■ **Input rows**:
+ + + + + + +

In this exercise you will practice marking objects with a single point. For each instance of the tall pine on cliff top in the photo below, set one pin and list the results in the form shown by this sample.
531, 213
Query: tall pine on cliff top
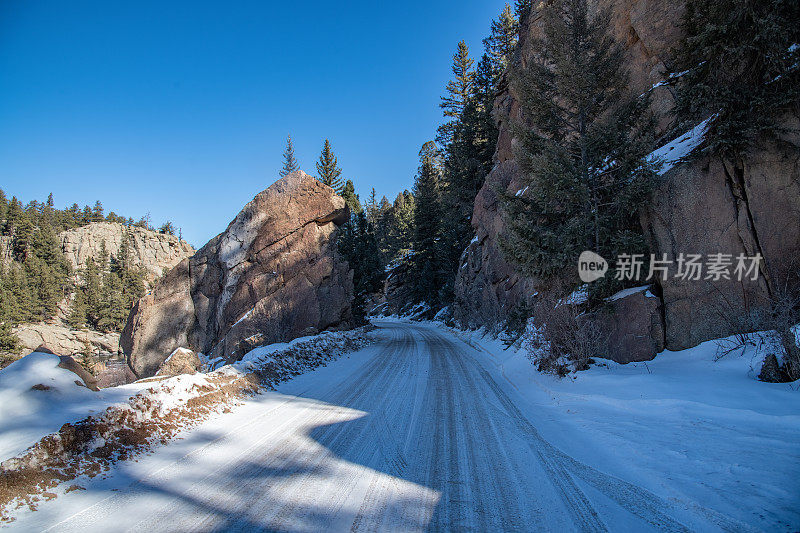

+ + + + + + +

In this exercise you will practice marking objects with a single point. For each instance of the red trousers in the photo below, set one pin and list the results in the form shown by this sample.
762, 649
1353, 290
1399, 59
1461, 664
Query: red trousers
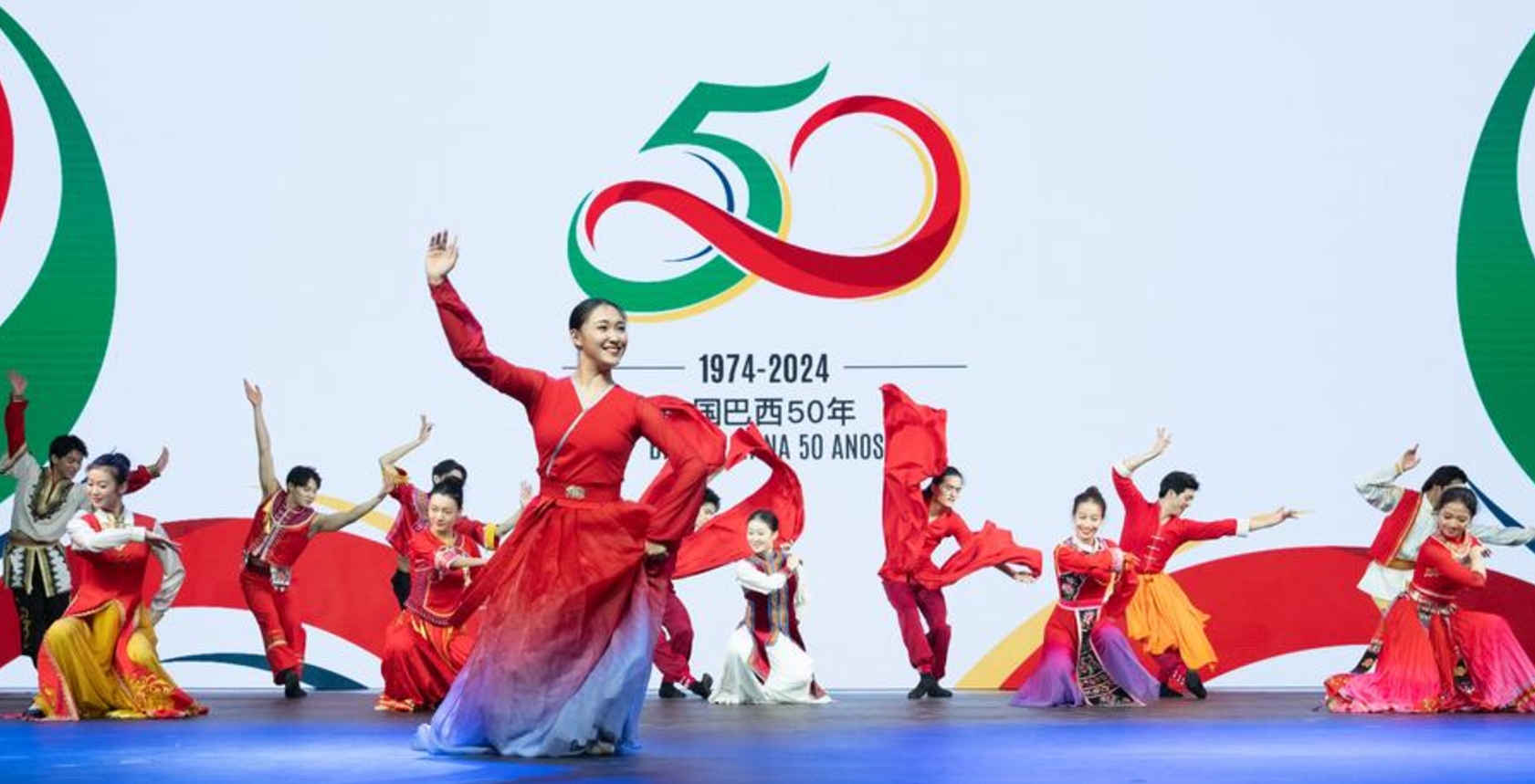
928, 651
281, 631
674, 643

+ + + + + + +

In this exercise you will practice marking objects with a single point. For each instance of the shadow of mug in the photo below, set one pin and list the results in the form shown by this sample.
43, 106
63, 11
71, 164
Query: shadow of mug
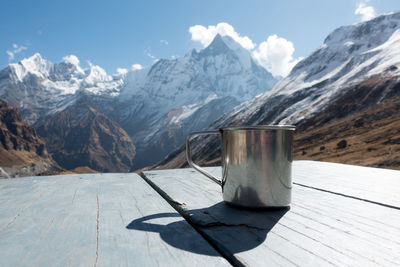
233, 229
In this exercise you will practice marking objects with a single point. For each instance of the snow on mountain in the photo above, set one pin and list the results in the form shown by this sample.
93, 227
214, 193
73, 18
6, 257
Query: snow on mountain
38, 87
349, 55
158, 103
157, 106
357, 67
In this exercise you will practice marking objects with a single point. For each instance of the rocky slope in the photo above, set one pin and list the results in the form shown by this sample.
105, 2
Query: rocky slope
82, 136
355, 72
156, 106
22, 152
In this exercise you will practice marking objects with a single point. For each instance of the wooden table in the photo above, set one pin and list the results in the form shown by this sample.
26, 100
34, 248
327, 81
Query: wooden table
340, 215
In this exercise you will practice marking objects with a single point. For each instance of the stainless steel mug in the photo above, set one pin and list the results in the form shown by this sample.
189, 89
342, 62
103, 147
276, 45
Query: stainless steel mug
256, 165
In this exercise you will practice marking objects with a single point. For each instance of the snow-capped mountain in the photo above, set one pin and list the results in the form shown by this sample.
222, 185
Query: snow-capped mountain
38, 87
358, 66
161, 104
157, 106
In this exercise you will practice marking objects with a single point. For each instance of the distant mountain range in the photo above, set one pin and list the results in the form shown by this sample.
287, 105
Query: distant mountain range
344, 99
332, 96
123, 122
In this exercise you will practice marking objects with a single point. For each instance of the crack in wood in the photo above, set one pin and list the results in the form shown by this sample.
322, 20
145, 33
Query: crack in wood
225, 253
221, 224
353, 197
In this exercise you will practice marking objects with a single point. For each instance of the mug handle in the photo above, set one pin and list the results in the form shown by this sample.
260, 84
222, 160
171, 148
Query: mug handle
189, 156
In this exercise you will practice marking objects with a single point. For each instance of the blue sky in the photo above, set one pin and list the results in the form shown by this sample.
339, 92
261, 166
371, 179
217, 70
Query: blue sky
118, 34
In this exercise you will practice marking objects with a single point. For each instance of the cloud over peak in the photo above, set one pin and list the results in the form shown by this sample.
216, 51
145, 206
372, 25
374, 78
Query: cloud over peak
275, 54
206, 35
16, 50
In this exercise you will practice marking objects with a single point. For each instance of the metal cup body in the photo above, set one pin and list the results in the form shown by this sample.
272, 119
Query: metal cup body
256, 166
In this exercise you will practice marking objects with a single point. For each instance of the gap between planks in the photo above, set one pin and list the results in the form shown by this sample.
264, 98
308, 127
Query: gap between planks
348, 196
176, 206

+ + + + + + +

■ **Aim of the exercise**: Reproduce the data verbatim from the line containing "of the tall" through the line containing "Query: tall pine on cliff top", both lines included.

■ **Answer to this task**:
In this exercise you will practice marking objects with a single point. For each instance of the tall pine on cliff top in the photo below, set one pin and list the results in the form shown by this sample.
531, 213
Query: tall pine on cliff top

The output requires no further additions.